## Material to process
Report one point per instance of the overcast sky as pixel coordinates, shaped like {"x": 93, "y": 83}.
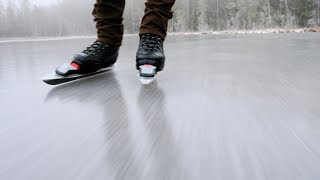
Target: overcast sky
{"x": 38, "y": 2}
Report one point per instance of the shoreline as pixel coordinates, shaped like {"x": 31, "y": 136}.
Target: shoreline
{"x": 226, "y": 32}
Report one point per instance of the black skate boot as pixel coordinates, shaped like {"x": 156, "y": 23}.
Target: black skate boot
{"x": 95, "y": 57}
{"x": 150, "y": 57}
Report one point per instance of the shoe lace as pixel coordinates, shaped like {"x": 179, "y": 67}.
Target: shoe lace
{"x": 96, "y": 48}
{"x": 150, "y": 42}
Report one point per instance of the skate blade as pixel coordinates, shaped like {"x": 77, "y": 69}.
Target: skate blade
{"x": 146, "y": 80}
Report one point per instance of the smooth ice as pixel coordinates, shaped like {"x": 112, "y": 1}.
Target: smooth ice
{"x": 225, "y": 107}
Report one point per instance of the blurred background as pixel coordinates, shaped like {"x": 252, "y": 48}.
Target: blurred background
{"x": 35, "y": 18}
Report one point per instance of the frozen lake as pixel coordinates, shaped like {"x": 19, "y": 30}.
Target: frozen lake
{"x": 225, "y": 107}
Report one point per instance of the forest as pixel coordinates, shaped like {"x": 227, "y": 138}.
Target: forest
{"x": 71, "y": 17}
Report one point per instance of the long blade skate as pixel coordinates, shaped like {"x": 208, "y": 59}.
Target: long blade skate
{"x": 147, "y": 73}
{"x": 67, "y": 73}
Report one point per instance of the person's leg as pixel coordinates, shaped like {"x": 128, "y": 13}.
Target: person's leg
{"x": 153, "y": 32}
{"x": 104, "y": 52}
{"x": 108, "y": 17}
{"x": 155, "y": 20}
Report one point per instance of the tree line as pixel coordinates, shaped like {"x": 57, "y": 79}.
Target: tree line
{"x": 71, "y": 17}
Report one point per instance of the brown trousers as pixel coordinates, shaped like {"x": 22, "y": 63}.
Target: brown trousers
{"x": 108, "y": 17}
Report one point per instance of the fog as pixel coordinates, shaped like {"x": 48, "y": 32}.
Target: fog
{"x": 34, "y": 18}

## What is expected
Give back exactly the lines from the one containing "Target: shoe lace" through the last line of the records.

## Expected output
Target: shoe lace
{"x": 96, "y": 48}
{"x": 150, "y": 42}
Report one point per instance of the skate blade as pixel coordinates, shaped like {"x": 77, "y": 69}.
Target: skate blade
{"x": 146, "y": 80}
Report one point per instance of the smooth ice as pixel coordinates, shaped like {"x": 112, "y": 1}.
Target: smooth ice
{"x": 225, "y": 107}
Report one point per instance of the blurred background as pixel coordinates, shaped like {"x": 252, "y": 48}.
Target: blurred background
{"x": 35, "y": 18}
Report one point per instance of the frozen lake as pixel coordinates, shaped like {"x": 19, "y": 30}.
Target: frozen lake
{"x": 225, "y": 107}
Report one point per instance of the forest as pixel coordinates, shaped like {"x": 227, "y": 138}.
Target: forest
{"x": 71, "y": 17}
Report one point per instance of the long blade skate as pixel coordinates, shaped like {"x": 208, "y": 59}.
Target: long blade skate
{"x": 147, "y": 73}
{"x": 67, "y": 73}
Report one point per instance of the person's leg as pixel coordinates, shaped like {"x": 128, "y": 13}.
Target: person's leg
{"x": 153, "y": 32}
{"x": 104, "y": 52}
{"x": 108, "y": 17}
{"x": 155, "y": 20}
Report one point per instance of the tree line as pixel coordinates, shaped like {"x": 57, "y": 79}.
Target: tree line
{"x": 71, "y": 17}
Report one point per instance of the brown trousers as pixel coordinates, shaped like {"x": 22, "y": 63}.
Target: brown trousers
{"x": 108, "y": 17}
Report one point per instance of the fog as pixel coordinates, shaped like {"x": 48, "y": 32}.
Target: fog
{"x": 34, "y": 18}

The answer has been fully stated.